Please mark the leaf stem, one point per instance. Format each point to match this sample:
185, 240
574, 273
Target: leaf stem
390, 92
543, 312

* [Your instructions]
Exactly reproduce every record.

* [Response for this exercise]
Please mark the leaf stem, one point per instance. Format each point to match this sample:
185, 240
574, 273
Target: leaf stem
390, 92
543, 312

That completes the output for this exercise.